Answer these from the text on Samudragupta:
1. What does "Samudra" in his name refer to?
2. Who is named as the author of the inscription about his martial exploits?
3. What did he do with his enemies in the south after capturing them?
======== TEXT SHOWN
Wednesday, June 8, 2011

Samudragupta

Samudragupta, ruler of the Gupta Empire (c.AD 335 – 375), and successor to Chandragupta I, is considered to be one of the greatest military geniuses in Indian history according to Historian V.A Smith. His name is taken to be a title acquired by his conquests (Samudra referring to the 'oceans'). Samudragupta the Great is believed to have been his father's chosen successor even though he had several older brothers. Therefore, some believe that after the death of Chandragupta I, there was a struggle for succession in which Samudragupta prevailed.

The Empire

The main source of Samudragupta's history is an inscription engraved on one of the rocks set up by Ashoka the Great in Kausambi ( present day Allahabad). In this inscription Samudragupta details his conquests. This inscription is also important because of the political geography of India that it indicates by naming the different kings and peoples who populated India in the first half of the fourth century AD. The inscription to Samudragupta's martial exploits states that its author is Harishena, who was an important poet of Samudragupta's court.
The beginning of Samudragupta's reign was marked by the defeat of his immediate neighbours, Achyuta, ruler of Ahichchhatra, and Nagasena. Following this Samudragupta began a campaign against the kingdoms to the south. This southern campaign took him south along the Bay of Bengal. He passed through the forest tracts of Madhya Pradesh, crossed the Orissa coast, marched through Ganjam, Vishakapatnam, Godavari, Krishna and Nellore districts and may have reached as far as Kancheepuram. Here however he did not attempt to maintain direct control. After capturing his enemies he reinstated them as tributary kings. This act prevented the Gupta Empire from attaining the almost immediate demise of the Maurya Empire of Ashoka the Great and is a testament to his abilities as a statesman. The details of Samudragupta's campaigns are too numerous to recount here. These can be found in the first reference below. However it is clear that he possessed a powerful navy in addition to his army. In addition to tributary kingdoms, many other rulers of foreign states like the Saka and Kushan kings accepted the suzerainty of Samudragupta and offered him their services.
================
======== COLLECTED DATA
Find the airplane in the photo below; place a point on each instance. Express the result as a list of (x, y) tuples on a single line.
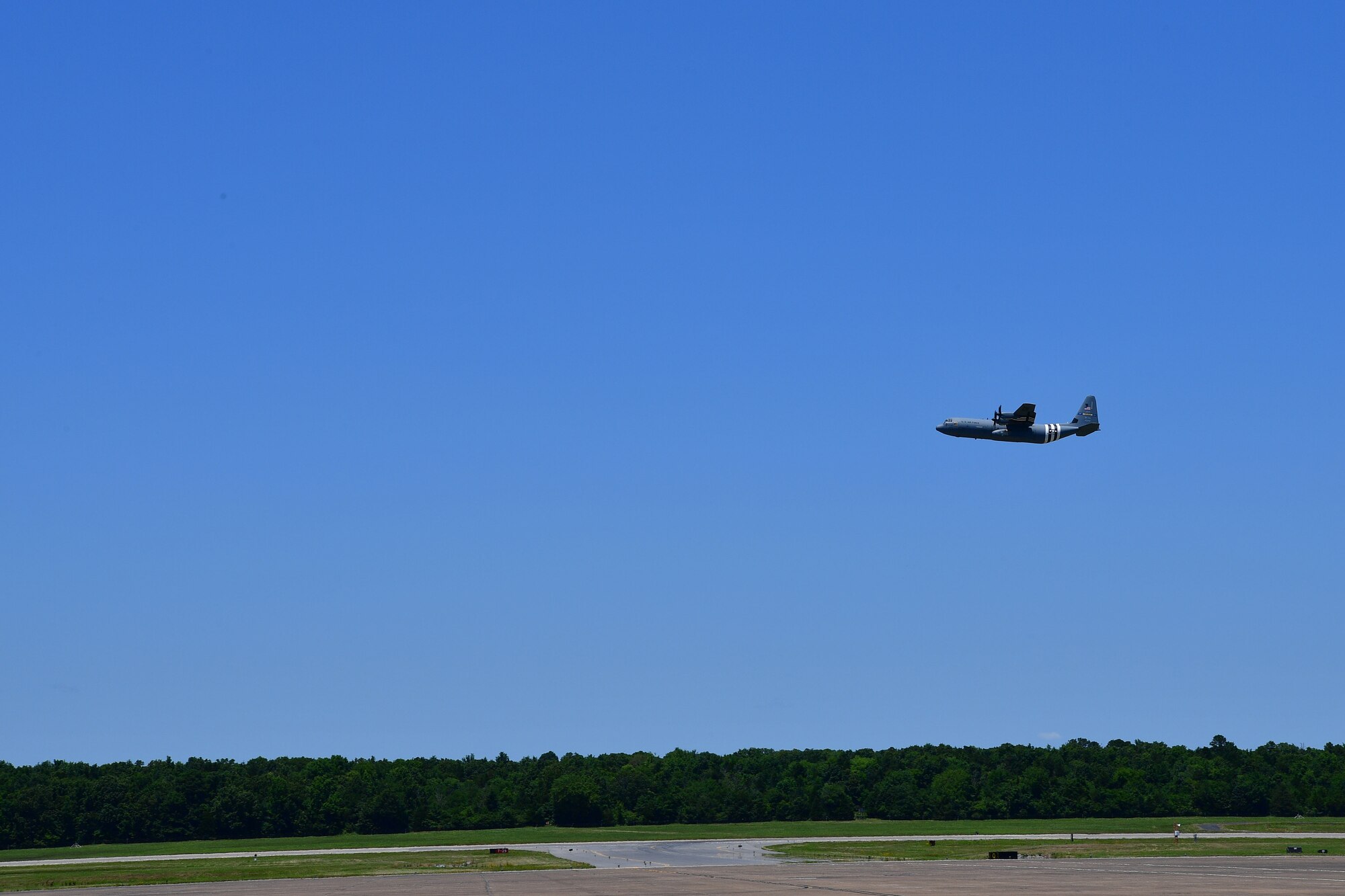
[(1022, 425)]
================
- _OUTPUT OF THE TASK_:
1. The 'oceans'.
2. Harishena, an important poet of Samudragupta's court.
3. He reinstated them as tributary kings.